### Record extracts
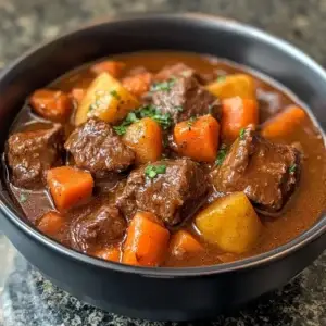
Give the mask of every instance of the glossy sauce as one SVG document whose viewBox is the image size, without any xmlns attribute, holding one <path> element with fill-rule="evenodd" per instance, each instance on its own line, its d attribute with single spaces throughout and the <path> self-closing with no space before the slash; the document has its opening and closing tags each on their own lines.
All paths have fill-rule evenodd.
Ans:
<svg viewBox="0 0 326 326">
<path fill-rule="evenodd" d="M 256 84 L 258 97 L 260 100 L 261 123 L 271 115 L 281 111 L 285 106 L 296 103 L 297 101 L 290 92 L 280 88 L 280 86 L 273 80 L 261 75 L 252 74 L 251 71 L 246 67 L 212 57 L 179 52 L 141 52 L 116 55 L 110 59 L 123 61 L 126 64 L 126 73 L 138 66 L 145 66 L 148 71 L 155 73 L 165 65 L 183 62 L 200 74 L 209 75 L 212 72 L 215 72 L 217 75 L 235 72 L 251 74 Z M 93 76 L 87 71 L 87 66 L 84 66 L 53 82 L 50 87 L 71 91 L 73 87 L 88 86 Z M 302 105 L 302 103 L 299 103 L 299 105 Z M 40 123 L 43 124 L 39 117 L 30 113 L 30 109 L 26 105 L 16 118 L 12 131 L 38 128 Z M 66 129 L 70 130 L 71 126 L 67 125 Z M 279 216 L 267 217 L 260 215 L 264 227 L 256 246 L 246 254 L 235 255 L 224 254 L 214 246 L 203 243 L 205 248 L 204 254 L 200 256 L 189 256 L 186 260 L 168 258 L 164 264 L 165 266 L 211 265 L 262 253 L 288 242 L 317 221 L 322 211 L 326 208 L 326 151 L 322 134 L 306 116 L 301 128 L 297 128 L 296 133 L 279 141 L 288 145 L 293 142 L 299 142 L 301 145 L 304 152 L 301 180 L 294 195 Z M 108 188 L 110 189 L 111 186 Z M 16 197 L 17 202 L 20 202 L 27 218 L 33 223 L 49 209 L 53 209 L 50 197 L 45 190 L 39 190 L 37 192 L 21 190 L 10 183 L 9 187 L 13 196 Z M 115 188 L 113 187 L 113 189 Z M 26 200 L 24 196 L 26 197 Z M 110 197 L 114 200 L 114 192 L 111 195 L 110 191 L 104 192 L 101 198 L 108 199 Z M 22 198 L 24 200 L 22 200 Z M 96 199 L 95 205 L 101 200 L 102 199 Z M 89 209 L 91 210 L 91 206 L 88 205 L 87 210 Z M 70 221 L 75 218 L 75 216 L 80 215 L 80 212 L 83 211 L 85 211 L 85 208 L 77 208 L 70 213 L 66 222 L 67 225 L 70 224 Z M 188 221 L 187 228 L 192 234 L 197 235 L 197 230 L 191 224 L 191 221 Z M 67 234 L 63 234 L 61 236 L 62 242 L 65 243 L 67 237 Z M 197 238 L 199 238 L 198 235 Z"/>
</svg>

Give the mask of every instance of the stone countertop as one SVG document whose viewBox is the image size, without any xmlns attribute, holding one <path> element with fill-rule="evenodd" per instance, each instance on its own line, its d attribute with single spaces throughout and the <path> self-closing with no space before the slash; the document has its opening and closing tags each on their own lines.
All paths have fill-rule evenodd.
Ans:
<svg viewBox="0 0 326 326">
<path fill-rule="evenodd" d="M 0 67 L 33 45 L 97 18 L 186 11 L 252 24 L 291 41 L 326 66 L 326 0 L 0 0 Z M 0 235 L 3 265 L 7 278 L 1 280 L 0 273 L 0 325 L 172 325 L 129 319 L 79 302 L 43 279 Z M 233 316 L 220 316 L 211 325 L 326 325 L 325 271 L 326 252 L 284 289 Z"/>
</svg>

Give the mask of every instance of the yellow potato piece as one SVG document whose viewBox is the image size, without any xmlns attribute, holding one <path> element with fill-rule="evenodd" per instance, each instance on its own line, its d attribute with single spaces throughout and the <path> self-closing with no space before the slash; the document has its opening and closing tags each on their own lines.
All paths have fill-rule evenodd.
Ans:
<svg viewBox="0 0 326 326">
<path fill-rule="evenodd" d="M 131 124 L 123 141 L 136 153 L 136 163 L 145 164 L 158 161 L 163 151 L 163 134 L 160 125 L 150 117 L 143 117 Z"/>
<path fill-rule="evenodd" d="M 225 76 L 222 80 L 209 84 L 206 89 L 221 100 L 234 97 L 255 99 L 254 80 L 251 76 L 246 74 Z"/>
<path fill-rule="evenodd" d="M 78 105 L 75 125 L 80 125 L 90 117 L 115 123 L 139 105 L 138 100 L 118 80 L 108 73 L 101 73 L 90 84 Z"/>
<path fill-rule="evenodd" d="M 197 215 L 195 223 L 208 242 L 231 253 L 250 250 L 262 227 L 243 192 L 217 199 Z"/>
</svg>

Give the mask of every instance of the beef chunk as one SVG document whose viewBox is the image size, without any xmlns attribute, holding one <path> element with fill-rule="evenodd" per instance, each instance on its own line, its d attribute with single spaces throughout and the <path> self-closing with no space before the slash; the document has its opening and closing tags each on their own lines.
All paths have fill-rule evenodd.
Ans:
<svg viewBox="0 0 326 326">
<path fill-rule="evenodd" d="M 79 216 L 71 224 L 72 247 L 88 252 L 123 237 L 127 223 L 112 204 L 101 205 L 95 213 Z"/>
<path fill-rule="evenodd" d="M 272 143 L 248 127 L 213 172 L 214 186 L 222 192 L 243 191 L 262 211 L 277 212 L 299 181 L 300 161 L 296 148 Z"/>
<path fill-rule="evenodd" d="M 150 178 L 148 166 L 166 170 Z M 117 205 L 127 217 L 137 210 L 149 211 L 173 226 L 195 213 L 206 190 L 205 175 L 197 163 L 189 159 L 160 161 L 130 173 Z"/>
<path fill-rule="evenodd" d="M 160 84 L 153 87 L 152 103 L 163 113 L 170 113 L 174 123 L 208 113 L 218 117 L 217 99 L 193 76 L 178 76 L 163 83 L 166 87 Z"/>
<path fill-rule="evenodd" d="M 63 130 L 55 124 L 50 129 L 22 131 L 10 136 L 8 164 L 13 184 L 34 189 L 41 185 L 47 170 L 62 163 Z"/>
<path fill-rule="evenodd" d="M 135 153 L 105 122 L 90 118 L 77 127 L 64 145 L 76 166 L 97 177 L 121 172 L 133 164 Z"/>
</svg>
---
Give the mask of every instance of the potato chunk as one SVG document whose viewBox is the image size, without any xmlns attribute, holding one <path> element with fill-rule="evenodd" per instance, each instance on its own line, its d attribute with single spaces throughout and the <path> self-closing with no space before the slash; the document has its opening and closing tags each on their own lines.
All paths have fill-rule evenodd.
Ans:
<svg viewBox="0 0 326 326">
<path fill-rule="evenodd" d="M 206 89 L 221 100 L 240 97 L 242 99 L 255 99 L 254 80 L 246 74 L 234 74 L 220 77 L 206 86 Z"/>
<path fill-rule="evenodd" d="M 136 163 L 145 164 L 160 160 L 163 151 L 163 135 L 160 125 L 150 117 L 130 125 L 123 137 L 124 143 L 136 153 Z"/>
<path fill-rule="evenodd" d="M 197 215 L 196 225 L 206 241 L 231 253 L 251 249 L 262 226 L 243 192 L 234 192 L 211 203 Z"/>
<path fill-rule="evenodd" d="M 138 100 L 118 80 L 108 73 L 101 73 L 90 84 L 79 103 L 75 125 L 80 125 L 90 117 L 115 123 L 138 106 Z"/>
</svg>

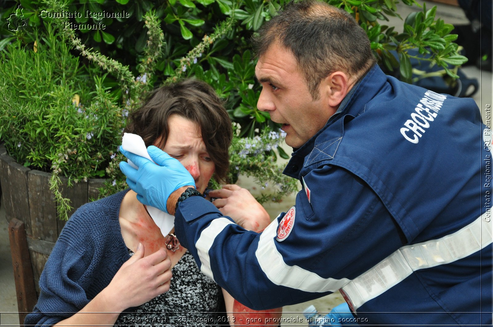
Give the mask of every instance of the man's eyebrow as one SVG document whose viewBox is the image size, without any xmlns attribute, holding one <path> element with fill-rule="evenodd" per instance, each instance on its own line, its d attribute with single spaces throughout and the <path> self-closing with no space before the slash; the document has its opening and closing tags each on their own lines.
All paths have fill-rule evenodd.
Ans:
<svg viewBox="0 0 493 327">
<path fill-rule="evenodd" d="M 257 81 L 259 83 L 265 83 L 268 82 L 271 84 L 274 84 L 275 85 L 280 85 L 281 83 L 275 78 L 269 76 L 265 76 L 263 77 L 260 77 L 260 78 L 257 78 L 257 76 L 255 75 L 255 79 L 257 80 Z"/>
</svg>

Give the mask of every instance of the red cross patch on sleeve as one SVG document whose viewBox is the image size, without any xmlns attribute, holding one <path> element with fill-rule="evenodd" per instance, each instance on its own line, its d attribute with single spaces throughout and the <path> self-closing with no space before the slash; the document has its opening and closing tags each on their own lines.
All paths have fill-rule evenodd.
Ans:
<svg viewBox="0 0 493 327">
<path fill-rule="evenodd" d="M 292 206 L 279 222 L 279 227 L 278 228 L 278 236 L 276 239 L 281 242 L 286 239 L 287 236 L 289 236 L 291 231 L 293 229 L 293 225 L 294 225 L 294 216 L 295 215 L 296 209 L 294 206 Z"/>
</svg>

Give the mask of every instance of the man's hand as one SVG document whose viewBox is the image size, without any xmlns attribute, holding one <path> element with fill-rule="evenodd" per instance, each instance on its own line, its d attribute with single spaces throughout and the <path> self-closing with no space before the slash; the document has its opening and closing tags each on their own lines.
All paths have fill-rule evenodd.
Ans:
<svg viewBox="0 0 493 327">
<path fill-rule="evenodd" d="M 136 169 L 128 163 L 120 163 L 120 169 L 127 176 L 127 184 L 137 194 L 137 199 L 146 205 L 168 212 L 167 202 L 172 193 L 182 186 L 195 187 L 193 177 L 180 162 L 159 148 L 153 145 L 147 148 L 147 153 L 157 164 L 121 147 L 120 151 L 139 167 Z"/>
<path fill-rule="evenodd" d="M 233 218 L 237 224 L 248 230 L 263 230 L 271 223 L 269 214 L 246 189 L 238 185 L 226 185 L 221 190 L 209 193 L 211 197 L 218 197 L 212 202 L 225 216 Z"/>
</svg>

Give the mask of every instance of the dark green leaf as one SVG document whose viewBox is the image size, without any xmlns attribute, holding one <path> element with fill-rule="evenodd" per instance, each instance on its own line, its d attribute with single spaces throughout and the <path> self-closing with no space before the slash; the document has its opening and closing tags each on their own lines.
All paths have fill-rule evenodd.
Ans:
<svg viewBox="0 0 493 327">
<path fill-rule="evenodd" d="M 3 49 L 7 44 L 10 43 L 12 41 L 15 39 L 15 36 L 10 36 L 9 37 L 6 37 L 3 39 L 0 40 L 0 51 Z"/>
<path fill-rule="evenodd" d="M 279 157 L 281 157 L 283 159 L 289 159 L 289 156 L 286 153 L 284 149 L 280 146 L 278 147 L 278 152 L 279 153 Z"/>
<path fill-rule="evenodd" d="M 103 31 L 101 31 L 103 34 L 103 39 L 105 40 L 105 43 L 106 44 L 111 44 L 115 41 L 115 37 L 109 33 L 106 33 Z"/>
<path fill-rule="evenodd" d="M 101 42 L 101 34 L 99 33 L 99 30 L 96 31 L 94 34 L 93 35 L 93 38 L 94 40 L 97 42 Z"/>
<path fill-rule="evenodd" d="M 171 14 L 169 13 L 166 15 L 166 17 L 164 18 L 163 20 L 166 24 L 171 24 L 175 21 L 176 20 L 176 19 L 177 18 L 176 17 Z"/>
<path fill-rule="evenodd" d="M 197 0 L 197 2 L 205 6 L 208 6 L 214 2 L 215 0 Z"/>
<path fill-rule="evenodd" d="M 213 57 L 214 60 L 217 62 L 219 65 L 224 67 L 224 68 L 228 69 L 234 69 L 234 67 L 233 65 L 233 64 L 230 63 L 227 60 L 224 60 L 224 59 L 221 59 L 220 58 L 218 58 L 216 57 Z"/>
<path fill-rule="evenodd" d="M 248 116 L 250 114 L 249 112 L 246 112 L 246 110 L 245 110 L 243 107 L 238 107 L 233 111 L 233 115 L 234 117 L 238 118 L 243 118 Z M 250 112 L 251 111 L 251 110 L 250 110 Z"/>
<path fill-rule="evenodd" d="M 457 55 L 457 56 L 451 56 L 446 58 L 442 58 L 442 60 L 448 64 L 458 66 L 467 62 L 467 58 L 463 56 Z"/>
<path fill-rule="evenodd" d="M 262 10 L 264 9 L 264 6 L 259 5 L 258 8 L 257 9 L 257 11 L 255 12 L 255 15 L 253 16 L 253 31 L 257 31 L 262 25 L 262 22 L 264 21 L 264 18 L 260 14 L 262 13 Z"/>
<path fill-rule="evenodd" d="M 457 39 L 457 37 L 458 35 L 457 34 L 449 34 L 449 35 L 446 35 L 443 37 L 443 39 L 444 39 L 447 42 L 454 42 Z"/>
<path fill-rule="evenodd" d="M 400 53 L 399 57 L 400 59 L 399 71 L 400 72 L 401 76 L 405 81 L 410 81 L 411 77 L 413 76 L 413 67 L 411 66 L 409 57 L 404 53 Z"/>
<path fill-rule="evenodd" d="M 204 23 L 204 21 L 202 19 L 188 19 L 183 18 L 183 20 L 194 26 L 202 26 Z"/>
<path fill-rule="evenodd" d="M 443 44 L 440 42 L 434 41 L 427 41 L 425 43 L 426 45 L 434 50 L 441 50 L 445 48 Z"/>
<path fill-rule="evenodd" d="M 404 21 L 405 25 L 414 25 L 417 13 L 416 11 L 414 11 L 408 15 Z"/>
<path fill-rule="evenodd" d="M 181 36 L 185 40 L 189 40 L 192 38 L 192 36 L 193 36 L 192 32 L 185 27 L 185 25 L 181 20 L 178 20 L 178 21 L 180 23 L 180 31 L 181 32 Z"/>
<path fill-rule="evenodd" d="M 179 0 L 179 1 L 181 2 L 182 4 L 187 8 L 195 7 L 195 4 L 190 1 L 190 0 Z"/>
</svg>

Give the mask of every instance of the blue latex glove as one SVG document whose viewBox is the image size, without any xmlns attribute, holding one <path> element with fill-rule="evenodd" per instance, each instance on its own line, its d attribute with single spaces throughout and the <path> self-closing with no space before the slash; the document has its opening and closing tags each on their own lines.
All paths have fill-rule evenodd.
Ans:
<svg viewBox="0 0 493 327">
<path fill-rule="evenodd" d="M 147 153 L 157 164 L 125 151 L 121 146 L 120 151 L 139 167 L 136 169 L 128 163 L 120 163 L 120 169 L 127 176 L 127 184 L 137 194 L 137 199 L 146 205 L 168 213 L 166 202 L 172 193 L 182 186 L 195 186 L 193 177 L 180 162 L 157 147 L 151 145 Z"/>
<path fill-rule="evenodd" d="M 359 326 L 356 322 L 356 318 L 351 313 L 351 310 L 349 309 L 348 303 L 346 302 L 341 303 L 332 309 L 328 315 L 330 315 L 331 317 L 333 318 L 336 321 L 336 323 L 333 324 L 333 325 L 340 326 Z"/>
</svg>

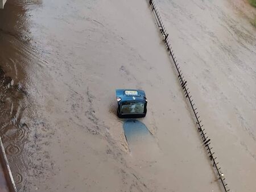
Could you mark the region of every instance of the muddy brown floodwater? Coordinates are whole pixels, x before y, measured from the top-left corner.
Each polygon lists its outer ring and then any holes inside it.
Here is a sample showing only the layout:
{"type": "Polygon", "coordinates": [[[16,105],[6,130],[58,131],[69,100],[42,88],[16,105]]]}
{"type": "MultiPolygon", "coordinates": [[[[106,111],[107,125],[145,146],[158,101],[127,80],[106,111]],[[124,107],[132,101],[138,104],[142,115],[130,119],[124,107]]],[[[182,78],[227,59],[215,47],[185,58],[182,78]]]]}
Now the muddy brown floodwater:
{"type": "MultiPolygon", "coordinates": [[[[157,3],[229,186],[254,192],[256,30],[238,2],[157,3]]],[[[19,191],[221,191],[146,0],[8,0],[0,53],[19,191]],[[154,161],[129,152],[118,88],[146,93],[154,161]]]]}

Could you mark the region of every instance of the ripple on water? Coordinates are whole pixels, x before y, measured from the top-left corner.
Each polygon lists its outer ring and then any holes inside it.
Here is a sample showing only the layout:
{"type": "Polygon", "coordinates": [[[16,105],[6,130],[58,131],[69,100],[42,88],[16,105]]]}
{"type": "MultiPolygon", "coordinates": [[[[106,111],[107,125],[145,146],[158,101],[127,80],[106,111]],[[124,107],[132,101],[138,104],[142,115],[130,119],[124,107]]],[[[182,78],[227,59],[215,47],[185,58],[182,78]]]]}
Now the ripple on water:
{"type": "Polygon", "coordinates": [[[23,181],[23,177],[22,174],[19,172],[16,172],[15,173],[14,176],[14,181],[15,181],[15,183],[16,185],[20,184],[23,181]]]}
==
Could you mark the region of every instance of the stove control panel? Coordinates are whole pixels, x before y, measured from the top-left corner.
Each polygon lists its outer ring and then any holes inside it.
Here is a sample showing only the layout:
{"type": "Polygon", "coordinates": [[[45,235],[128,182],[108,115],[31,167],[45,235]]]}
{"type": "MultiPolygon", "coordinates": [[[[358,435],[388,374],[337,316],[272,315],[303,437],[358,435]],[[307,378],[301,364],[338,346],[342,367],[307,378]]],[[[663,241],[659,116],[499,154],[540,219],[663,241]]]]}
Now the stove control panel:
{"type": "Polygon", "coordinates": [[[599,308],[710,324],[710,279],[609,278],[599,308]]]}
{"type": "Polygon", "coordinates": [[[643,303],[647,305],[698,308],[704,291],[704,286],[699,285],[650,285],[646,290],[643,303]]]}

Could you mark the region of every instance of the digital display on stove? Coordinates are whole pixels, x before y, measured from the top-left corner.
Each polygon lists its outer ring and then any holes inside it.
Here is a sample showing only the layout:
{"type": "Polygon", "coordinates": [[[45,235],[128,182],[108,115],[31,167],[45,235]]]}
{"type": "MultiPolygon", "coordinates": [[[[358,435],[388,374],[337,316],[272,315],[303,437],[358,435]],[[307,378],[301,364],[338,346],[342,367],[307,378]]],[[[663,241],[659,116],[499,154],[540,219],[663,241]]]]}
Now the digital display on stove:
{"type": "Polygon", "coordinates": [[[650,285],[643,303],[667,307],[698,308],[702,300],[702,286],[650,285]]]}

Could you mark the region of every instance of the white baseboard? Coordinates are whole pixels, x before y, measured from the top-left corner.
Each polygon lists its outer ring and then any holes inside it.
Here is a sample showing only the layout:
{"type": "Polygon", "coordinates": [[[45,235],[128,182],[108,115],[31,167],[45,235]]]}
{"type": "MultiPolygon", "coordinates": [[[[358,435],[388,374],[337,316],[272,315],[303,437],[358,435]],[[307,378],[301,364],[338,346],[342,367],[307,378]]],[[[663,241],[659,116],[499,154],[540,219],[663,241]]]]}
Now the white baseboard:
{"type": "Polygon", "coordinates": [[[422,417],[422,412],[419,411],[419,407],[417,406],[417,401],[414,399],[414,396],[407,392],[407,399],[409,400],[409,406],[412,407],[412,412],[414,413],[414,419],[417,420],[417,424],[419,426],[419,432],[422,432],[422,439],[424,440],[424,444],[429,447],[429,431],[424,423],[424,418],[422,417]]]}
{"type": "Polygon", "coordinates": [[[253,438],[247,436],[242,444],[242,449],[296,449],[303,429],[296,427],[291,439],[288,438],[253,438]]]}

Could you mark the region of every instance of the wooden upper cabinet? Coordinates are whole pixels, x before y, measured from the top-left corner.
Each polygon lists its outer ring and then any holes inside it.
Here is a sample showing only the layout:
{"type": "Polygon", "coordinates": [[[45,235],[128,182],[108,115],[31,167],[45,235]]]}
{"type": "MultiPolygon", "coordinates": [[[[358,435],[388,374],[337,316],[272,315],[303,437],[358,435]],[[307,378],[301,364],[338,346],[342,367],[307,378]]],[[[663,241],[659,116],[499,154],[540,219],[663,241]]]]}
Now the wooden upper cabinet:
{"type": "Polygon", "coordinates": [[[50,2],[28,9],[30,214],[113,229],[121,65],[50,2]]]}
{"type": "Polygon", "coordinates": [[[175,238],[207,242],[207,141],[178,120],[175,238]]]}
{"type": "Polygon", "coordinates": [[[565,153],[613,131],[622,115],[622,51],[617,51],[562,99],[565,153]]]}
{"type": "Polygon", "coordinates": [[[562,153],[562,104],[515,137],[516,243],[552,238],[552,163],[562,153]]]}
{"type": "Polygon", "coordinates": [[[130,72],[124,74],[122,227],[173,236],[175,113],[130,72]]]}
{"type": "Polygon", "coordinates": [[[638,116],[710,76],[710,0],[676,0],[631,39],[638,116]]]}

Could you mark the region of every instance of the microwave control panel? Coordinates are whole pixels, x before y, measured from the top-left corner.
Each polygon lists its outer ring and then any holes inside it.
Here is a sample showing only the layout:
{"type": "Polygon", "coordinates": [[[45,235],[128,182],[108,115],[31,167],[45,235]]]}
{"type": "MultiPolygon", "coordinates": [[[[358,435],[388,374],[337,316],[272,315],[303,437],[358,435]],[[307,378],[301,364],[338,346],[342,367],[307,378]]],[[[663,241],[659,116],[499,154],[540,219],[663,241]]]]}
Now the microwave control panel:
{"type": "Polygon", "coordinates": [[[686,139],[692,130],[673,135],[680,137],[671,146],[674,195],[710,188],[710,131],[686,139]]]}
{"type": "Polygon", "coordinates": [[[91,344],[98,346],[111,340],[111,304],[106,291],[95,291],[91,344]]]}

### Exercise task
Filter the material above, copying every line that contains the string "baseboard" and nothing else. Case counts.

### Reply
Could you mark the region of every instance of the white baseboard? Coordinates are whole pixels, x before y, measured from the top-left corner.
Now the white baseboard:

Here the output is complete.